> [EXERCISE]:
Copy out again only the lines from the one containing "Please trace the outline of every instance of the **overcast" to the one containing "POLYGON ((0 118, 128", both included, keeping the requests as they are. In the answer polygons, add -52 to every coordinate.
-- Start of MATERIAL FOR THE TASK --
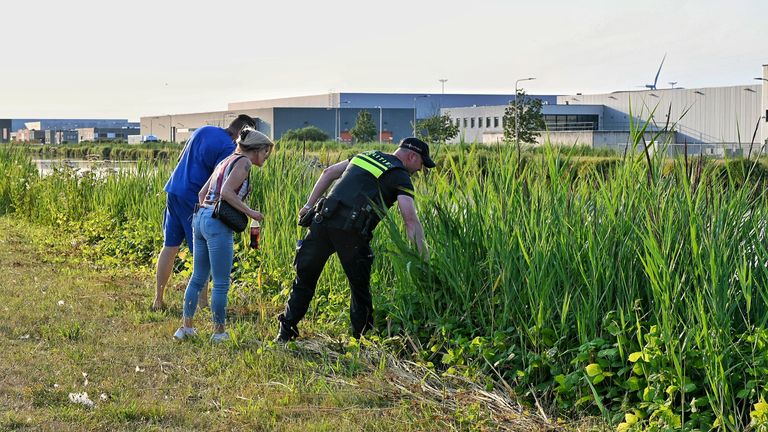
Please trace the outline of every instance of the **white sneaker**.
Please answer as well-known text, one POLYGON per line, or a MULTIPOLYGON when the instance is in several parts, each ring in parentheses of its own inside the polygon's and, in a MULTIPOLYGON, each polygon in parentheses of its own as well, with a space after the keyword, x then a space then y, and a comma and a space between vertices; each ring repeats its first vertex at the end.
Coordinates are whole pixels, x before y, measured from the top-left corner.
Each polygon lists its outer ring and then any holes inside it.
POLYGON ((176 333, 173 334, 173 337, 177 340, 184 340, 188 337, 194 337, 197 336, 197 330, 195 330, 194 327, 179 327, 178 330, 176 330, 176 333))
POLYGON ((211 342, 213 343, 219 343, 229 340, 229 333, 214 333, 213 336, 211 336, 211 342))

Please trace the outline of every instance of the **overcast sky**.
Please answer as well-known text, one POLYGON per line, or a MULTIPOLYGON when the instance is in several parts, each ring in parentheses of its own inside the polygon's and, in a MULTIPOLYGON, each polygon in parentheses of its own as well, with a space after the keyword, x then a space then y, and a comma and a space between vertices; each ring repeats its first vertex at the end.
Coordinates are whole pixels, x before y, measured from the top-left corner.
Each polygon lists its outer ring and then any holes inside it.
POLYGON ((0 118, 128 118, 334 91, 756 84, 768 1, 10 1, 0 118), (122 9, 117 5, 121 4, 122 9))

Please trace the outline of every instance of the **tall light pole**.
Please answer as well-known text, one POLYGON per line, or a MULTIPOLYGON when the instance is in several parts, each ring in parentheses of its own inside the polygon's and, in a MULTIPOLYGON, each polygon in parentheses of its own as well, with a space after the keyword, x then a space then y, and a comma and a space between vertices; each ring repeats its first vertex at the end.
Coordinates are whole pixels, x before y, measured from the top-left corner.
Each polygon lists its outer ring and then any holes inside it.
POLYGON ((381 105, 376 106, 375 108, 379 109, 379 142, 383 142, 384 140, 381 138, 382 134, 384 133, 384 129, 382 129, 382 122, 381 119, 383 118, 383 112, 381 105))
POLYGON ((416 99, 427 97, 429 97, 429 95, 419 95, 413 97, 413 136, 416 136, 416 99))
POLYGON ((446 78, 440 78, 438 81, 440 81, 440 105, 439 110, 443 109, 443 98, 445 97, 445 82, 448 81, 446 78))
POLYGON ((520 140, 518 138, 518 134, 520 133, 520 121, 517 115, 518 115, 518 111, 520 111, 520 107, 517 101, 517 84, 520 81, 532 81, 535 79, 536 78, 531 77, 531 78, 521 78, 515 81, 515 142, 517 143, 518 148, 520 147, 520 140))
POLYGON ((349 101, 339 101, 339 106, 336 107, 336 142, 341 138, 341 104, 349 103, 349 101))

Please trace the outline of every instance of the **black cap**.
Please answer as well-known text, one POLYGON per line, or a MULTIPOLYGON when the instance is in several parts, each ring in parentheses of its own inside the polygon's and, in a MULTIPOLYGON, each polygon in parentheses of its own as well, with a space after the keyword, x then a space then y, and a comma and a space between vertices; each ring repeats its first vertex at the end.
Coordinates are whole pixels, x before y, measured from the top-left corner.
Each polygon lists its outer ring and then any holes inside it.
POLYGON ((429 145, 424 141, 416 137, 403 138, 400 141, 400 147, 407 148, 408 150, 415 151, 421 155, 421 159, 424 161, 424 166, 427 168, 434 168, 435 162, 429 157, 429 145))

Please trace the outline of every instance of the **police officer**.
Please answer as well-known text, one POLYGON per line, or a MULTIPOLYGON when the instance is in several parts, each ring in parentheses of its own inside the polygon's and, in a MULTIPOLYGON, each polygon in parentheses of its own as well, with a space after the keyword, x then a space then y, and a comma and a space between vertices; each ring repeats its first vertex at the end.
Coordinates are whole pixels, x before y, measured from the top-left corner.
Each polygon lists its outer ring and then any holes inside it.
POLYGON ((308 213, 312 216, 311 225, 296 252, 296 279, 285 312, 278 317, 280 330, 276 342, 288 342, 299 336, 297 325, 307 313, 320 273, 334 252, 349 280, 352 336, 359 338, 373 327, 370 292, 373 230, 397 201, 408 238, 422 256, 427 255, 410 176, 422 167, 434 166, 429 146, 411 137, 403 139, 392 154, 368 151, 323 170, 307 204, 299 211, 302 220, 308 219, 308 213), (330 195, 321 199, 339 178, 330 195))

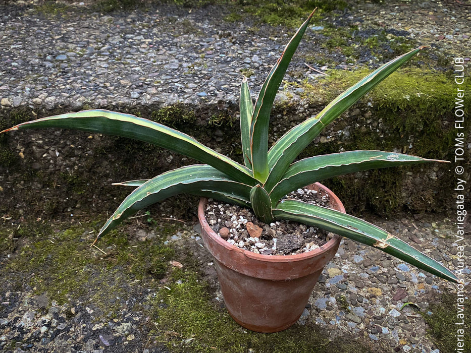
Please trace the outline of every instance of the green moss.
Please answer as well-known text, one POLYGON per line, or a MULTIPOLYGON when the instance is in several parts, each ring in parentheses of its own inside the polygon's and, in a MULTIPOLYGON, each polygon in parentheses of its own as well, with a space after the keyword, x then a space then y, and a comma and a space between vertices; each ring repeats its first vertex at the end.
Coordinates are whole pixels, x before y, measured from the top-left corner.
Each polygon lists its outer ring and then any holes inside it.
-- End of MATERIAL FOR THE TASK --
> [RESULT FOR THIS TASK]:
Please trace the outline of every instance of the **overcast sky**.
Please answer as well-known text, one POLYGON per line, or a MULTIPOLYGON when the instance is in several parts, each ring in parentheses of its own inside the polygon's and, in a MULTIPOLYGON, each polygon in parentheses of its own as well, with a space after the keyword, x then a space then y, and a comma and a space between vertices; each ring repeats its first vertex at the end.
Coordinates are whole pixels, x before y, measured from the top-left corner.
Each polygon lists its outer ring and then any holes inside it.
POLYGON ((-52 66, 76 66, 282 39, 704 32, 716 -51, -42 -51, -52 66), (70 -43, 65 -47, 69 -48, 70 -43))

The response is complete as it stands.